● EXERCISE:
Exactly reproduce each line of the listing that follows.

######

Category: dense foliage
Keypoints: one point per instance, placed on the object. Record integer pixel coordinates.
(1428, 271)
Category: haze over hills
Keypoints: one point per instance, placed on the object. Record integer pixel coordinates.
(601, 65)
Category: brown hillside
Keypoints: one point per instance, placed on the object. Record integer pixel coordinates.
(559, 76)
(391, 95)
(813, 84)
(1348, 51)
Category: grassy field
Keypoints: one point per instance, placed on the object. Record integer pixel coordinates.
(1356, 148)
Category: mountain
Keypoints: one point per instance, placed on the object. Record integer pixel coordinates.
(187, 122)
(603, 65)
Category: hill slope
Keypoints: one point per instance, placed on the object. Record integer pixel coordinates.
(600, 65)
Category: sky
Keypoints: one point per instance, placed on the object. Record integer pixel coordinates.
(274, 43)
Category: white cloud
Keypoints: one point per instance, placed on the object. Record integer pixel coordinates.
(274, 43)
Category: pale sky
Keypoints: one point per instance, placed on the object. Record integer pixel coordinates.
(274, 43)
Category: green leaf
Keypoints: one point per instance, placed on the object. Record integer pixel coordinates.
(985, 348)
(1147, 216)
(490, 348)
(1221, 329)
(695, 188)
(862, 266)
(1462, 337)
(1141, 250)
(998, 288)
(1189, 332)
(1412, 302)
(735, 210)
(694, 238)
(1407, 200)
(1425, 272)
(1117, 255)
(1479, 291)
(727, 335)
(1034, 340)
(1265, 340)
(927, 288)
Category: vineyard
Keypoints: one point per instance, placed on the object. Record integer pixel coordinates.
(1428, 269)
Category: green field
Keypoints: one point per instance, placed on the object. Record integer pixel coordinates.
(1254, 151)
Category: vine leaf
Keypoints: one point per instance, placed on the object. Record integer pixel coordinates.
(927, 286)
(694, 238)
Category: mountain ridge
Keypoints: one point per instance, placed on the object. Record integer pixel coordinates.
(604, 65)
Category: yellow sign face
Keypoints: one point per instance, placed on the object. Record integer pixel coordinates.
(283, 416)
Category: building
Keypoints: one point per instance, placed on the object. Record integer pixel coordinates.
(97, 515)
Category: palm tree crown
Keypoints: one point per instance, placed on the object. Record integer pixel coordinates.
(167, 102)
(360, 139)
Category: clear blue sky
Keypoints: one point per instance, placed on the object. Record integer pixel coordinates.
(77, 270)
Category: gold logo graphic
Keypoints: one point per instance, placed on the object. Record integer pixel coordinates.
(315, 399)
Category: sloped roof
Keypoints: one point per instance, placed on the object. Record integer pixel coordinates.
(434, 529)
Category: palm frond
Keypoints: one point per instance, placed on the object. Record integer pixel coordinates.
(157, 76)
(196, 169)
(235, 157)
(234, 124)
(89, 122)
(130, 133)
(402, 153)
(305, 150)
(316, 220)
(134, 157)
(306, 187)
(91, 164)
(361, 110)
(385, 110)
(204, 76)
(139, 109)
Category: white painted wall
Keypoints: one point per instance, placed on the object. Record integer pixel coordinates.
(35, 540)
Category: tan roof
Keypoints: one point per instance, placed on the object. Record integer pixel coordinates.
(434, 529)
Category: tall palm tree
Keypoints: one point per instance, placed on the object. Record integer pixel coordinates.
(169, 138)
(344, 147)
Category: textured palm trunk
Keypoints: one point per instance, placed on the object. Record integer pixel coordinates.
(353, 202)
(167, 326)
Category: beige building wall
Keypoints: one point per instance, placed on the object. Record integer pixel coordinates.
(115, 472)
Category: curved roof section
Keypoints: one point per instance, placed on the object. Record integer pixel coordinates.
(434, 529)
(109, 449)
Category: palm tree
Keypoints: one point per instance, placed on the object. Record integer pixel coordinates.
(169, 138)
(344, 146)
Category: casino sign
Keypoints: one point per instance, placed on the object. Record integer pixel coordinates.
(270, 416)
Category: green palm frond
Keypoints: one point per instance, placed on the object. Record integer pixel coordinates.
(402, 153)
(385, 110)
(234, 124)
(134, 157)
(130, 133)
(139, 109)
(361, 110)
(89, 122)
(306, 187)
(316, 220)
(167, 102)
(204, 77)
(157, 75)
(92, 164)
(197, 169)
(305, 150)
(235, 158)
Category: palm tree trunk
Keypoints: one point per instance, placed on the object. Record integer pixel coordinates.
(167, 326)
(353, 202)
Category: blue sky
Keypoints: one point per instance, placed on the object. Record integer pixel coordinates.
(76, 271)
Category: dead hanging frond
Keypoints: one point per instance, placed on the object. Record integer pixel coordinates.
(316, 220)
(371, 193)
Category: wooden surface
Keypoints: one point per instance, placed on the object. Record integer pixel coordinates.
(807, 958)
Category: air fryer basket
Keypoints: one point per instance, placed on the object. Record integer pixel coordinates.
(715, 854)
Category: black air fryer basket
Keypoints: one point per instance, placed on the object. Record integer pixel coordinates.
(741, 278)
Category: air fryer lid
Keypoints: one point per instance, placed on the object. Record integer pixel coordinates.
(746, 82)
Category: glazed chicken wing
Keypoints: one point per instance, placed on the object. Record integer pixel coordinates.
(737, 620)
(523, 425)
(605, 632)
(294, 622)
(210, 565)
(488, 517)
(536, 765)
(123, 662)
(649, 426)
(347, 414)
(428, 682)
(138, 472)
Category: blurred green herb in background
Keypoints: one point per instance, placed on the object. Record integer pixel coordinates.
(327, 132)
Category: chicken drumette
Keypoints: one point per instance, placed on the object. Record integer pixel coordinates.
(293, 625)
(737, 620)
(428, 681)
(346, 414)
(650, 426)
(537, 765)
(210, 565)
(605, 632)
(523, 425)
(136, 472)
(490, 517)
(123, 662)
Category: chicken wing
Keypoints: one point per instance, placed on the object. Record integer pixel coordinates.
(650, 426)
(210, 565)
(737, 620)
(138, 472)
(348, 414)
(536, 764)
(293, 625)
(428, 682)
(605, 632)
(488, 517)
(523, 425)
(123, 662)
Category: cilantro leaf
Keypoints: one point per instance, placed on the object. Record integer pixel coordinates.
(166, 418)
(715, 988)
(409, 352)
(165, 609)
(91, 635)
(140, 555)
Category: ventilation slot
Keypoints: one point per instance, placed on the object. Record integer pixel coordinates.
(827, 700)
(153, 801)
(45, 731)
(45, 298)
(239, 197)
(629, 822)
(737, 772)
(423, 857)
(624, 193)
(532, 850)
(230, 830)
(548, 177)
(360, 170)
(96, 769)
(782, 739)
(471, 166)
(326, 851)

######

● SOLUTION TO THIS PROBLEM:
Category: dense foliage
Keypoints: one point per instance, placed on the object. Record integer pixel coordinates.
(1428, 271)
Category: haze over hills
Keypoints: one point per instance, placed on the object. Record integer pixel coordinates.
(601, 65)
Category: brown hillside
Keypoints: one point per instance, placed on the object. Record integer pixel coordinates.
(559, 76)
(391, 95)
(813, 84)
(1348, 51)
Category: grassy field
Keypoints: one point per instance, placed on the object. Record integer pixel coordinates.
(1356, 148)
Category: mountain
Keypoints: one point per instance, placed on the object. Record integer pixel coordinates.
(187, 122)
(603, 65)
Category: hill slope
Keypoints: one point per instance, placed on the object. Record integer pixel coordinates.
(600, 65)
Category: sky
Keypoints: one point per instance, placed on the object. Record integer pixel coordinates.
(274, 43)
Category: white cloud
Keypoints: one point per instance, placed on the object. Record integer pixel coordinates.
(274, 43)
Category: pale sky
Keypoints: one point per instance, placed on the object. Record integer pixel coordinates.
(274, 43)
Category: green leaf
Keypoints: one point per instance, placed on the object. Record integer pixel coordinates.
(985, 348)
(1147, 216)
(490, 348)
(1221, 329)
(695, 188)
(862, 266)
(1462, 337)
(1141, 250)
(998, 288)
(1189, 332)
(1412, 302)
(735, 210)
(694, 238)
(1407, 200)
(1425, 272)
(1117, 255)
(1479, 291)
(727, 335)
(1034, 340)
(1265, 340)
(927, 288)
Category: vineyard
Keypoints: one point per instance, placed on the object. Record integer pixel coordinates.
(1428, 269)
Category: green field
Keypoints: one point per instance, placed on the object. Record integer pixel coordinates.
(1254, 151)
Category: vine leaf
Keypoints: one point per instance, placed on the object. Record integer pixel coordinates.
(927, 286)
(694, 238)
Category: mountain ridge
Keypoints: one point per instance, placed on the object. Record integer pixel coordinates.
(604, 65)
Category: yellow sign face
Keypoints: one point per instance, placed on the object. Record integer pixel coordinates.
(283, 416)
Category: building
Keypoints: one point per instance, placed on the object. Record integer pixel coordinates.
(97, 515)
Category: palm tree crown
Keypoints: one point per instance, placed on the object. Record integer pixel coordinates.
(167, 102)
(360, 139)
Category: clear blue sky
Keypoints: one point per instance, placed on the object. Record integer pixel coordinates.
(77, 270)
Category: gold logo graphic
Keypoints: one point per instance, placed on the object. Record integer pixel coordinates.
(315, 399)
Category: sloped roof
Keypoints: one point per instance, placed on the object. Record integer pixel coordinates.
(434, 529)
Category: palm frond
Keypoints: one point per instance, placed on the object. Record integer pixel coordinates.
(157, 76)
(196, 169)
(235, 157)
(234, 124)
(89, 122)
(130, 133)
(402, 153)
(305, 150)
(316, 220)
(134, 157)
(306, 187)
(91, 164)
(361, 110)
(385, 110)
(204, 76)
(139, 109)
Category: white painted wall
Keypoints: one point per instance, placed on the object. Record integer pixel coordinates.
(35, 540)
Category: tan roof
Keypoints: one point per instance, placed on the object. Record integer pixel coordinates.
(434, 529)
Category: tall palm tree
Keypoints: one point per instance, placed on the object. Record integer pixel coordinates.
(169, 138)
(344, 147)
Category: textured palm trunk
Keypoints: one point per instance, placed on the object. Record integer pixel coordinates.
(353, 202)
(167, 326)
Category: beige building wall
Keypoints: one point per instance, placed on the object. Record integer pixel coordinates.
(115, 472)
Category: curved roof section
Keypoints: one point per instance, placed on the object. Record integer pixel coordinates.
(434, 529)
(109, 449)
Category: palm tree
Keypoints: one point per instance, placed on the object. Record integer pixel coordinates.
(169, 138)
(344, 146)
Category: casino sign
Keypoints: one point per instance, placed on the object. Record integer pixel coordinates.
(270, 416)
Category: green palm frond
Keypoints: one point per instance, placed on the object. Record integer pixel coordinates.
(402, 153)
(385, 110)
(234, 124)
(134, 157)
(130, 133)
(139, 109)
(361, 110)
(89, 122)
(306, 187)
(316, 220)
(167, 102)
(204, 77)
(157, 75)
(92, 164)
(197, 169)
(305, 150)
(235, 158)
Category: palm tree trunk
Keypoints: one point per instance, placed on the object. Record integer pixel coordinates.
(167, 326)
(353, 202)
Category: blue sky
Keypoints: one point per instance, placed on the object. Record integer pixel coordinates.
(76, 271)
Category: dead hanging frond
Keypoints: one point per instance, placed on the object. Record integer pixel coordinates.
(316, 220)
(371, 193)
Category: wooden surface
Keypoints: one point per instance, placed on the object. Record integer pixel coordinates.
(807, 958)
Category: air fryer basket
Keypoints: one point per instance, placed on the object. Record integer pixel coordinates.
(715, 854)
Category: black air fryer basket
Keypoints: one point per instance, placed on the object. Record integer pixel coordinates.
(741, 278)
Category: air fryer lid
Keypoints: one point per instance, placed on the object. Record integer pixel coordinates.
(746, 82)
Category: glazed chicken wing
Keypoints: one point per instance, placed on the object. Record integer pixel coordinates.
(737, 620)
(523, 425)
(605, 632)
(294, 622)
(210, 565)
(488, 517)
(536, 765)
(123, 662)
(649, 426)
(347, 414)
(428, 682)
(138, 472)
Category: blurred green herb in background
Keypoints: one point per instance, placed on the object. Record integer pixel coordinates.
(327, 132)
Category: chicken drumette
Keypoints: one point per instance, placed on the object. Record integer pixel coordinates.
(293, 625)
(737, 620)
(428, 681)
(346, 414)
(650, 426)
(537, 765)
(210, 565)
(605, 632)
(523, 425)
(136, 472)
(490, 517)
(123, 662)
Category: chicken wing
Keypoints: one point per instance, placed on the object. Record integer pixel coordinates.
(650, 426)
(210, 565)
(737, 620)
(138, 472)
(348, 414)
(536, 764)
(293, 625)
(428, 682)
(605, 632)
(488, 517)
(523, 425)
(123, 662)
Category: cilantro leaf
Keypoints: one point per instance, placed on the object. Record integer pixel coordinates.
(166, 418)
(715, 988)
(409, 352)
(165, 609)
(91, 635)
(140, 555)
Category: ventilation slot
Keypoints: one point per instance, placed on the object. Record integer pixel coordinates.
(827, 700)
(153, 801)
(45, 731)
(45, 298)
(239, 197)
(629, 822)
(737, 772)
(423, 857)
(624, 193)
(532, 850)
(230, 830)
(548, 177)
(360, 170)
(96, 769)
(782, 739)
(471, 166)
(326, 851)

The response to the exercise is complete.